• _EXERCISE OBJECTIVE_
Quote the whole listing word for word. Do not include the pictures.

• _SUPPLIED ENTRIES_
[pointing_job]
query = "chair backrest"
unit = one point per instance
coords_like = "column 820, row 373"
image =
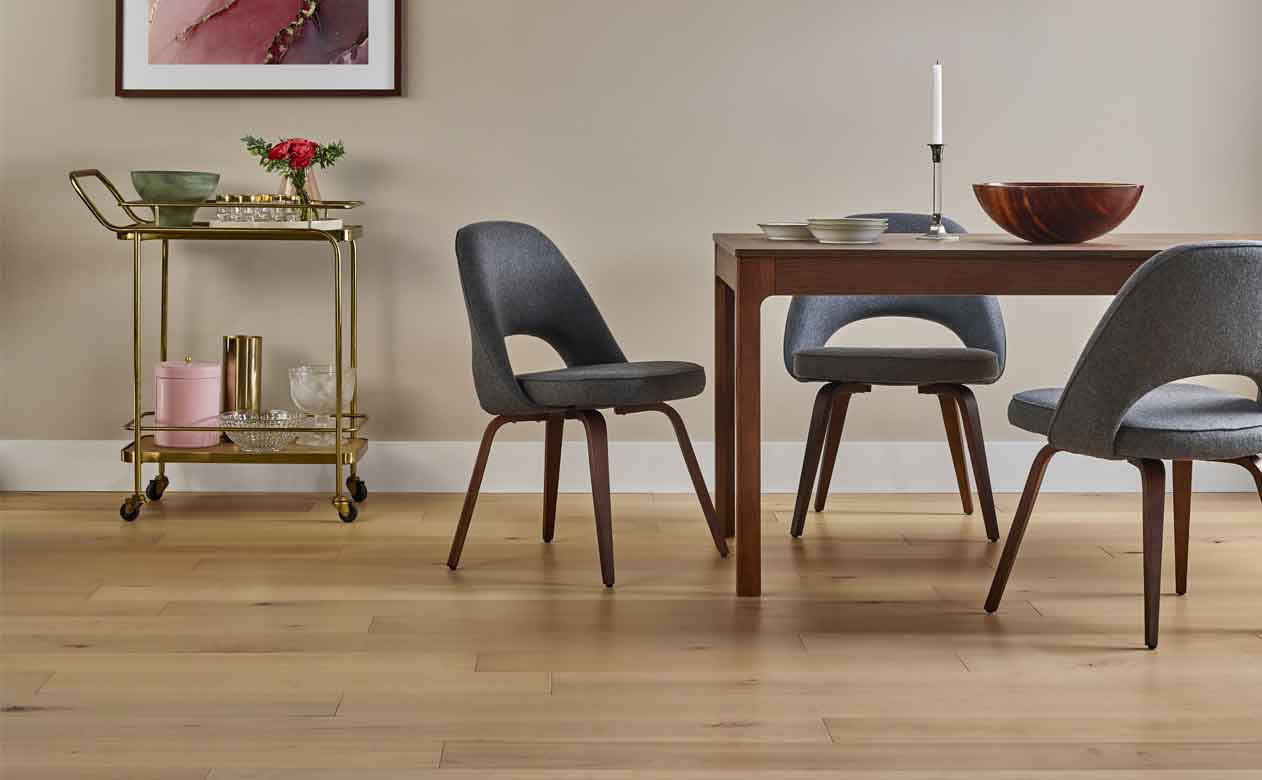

• _EXERCISE RESPONSE_
[pointing_job]
query = "chair backrest"
unit = one point per instance
coords_like = "column 820, row 373"
image =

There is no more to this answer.